Please return all the records exactly, with nothing left out.

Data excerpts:
★ ★ ★

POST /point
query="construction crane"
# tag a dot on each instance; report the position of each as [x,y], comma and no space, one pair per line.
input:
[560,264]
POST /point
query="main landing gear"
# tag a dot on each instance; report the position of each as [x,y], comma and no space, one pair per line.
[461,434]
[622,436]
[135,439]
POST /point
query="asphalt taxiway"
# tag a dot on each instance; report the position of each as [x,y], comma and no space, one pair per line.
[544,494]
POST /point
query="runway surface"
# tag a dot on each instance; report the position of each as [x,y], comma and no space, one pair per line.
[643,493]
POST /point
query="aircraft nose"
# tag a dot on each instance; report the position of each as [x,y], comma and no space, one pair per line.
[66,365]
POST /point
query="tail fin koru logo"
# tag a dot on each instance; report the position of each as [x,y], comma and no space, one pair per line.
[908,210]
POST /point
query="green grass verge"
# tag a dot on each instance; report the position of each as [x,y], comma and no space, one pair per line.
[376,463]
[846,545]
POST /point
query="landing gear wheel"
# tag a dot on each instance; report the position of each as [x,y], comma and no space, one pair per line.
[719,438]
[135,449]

★ ★ ★

Solution to this problem:
POST /point
query="construction crane"
# tag a dot on each instance; report the position of each as [x,y], comma and no space, one pair per line.
input:
[560,264]
POST /point
query="main landing gear"
# tag a dot on each instance; report the position of each as [x,y], comma and no space, one pair per line.
[461,434]
[622,436]
[135,439]
POST /point
query="asphalt taxiway"
# tag a dot on each instance; report the position of each as [x,y], comma and no space, one pair per line.
[544,494]
POST /point
query="runway surface"
# tag a dot on each instance; report the position of each as [x,y], comma and no space, one pair per line.
[643,493]
POST /point
query="aircraft nose"
# tag a dot on each instance; report the position of each as [x,y], comma and no space, one pair per line.
[66,365]
POST /point
query="tail fin koru logo"
# tag a dot on each instance; report the position of each as [x,y], comma and no space, one pair per line.
[908,210]
POST /point
query="green grass verge"
# tag a dot on each instance; report the position of each as [x,y], comma and no space, one pair per line.
[376,463]
[846,545]
POST /point
query="landing gear wheel"
# tag a dot on each instance; report the position of each as [x,y], comma and no space, one pair per line.
[719,438]
[135,449]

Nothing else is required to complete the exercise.